ACTIVITY A:
In the AI market text, what did Aravind Srinivas say can no longer be a product?
ACTIVITY B:
In the AI market text, start at the words "Optimal Task-Specific Model" and stop after "efficiency, he explained.". Give that stretch again, substituting "routing system" for "orchestration system".

EXTRACT TO READ:
The rules of competition in the artificial intelligence (AI) market are changing. As the race to scale up parameter counts in massive models reaches its limits, enterprise customers are restructuring their AI adoption strategies around cost reduction, rapidly shifting competition among developers from performance to cost. This cost-centric competitive landscape, however, is likely to favor China, with its low-cost electricity and highly efficient models, potentially challenging US leadership in AI.

Optimal Task-Specific Model Combinations Taking Priority Over Top-Performing Models

In an interview with CNBC on July 12, local time, Perplexity CEO Aravind Srinivas said, “A model alone can no longer be a product,” adding that “the key is an orchestration system that connects the appropriate models and tools for each situation.” As relatively inexpensive models increasingly handle customer service and internal workflow automation, while high-performance models are reserved for complex coding and reasoning tasks, the competitive benchmark in the AI market is shifting from model performance to operational efficiency, he explained.

“The right approach to AI adoption is to use the model best suited to the task at hand,” Srinivas continued. Because each task has different performance requirements and cost constraints, organizations should select the most appropriate AI for each field rather than relying on a single model for every workload. In practice, low-cost models can handle routine customer inquiries while high-performance models take on complex programming assignments. Srinivas’ assessment is that selecting models according to the characteristics of each task is more rational in terms of both cost and performance than processing every request through a single top-performing model.

SUPPLIED DATA:
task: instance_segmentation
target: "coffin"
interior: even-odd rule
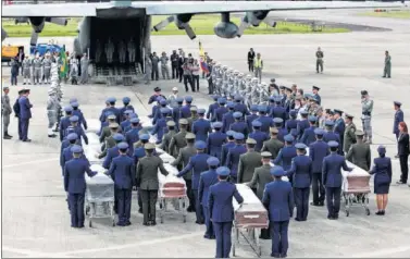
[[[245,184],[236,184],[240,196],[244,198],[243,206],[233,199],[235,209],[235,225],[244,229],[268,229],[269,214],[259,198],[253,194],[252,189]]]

RESPONSE AREA A:
A model alone.

RESPONSE AREA B:
Optimal Task-Specific Model Combinations Taking Priority Over Top-Performing Models

In an interview with CNBC on July 12, local time, Perplexity CEO Aravind Srinivas said, “A model alone can no longer be a product,” adding that “the key is an routing system that connects the appropriate models and tools for each situation.” As relatively inexpensive models increasingly handle customer service and internal workflow automation, while high-performance models are reserved for complex coding and reasoning tasks, the competitive benchmark in the AI market is shifting from model performance to operational efficiency, he explained.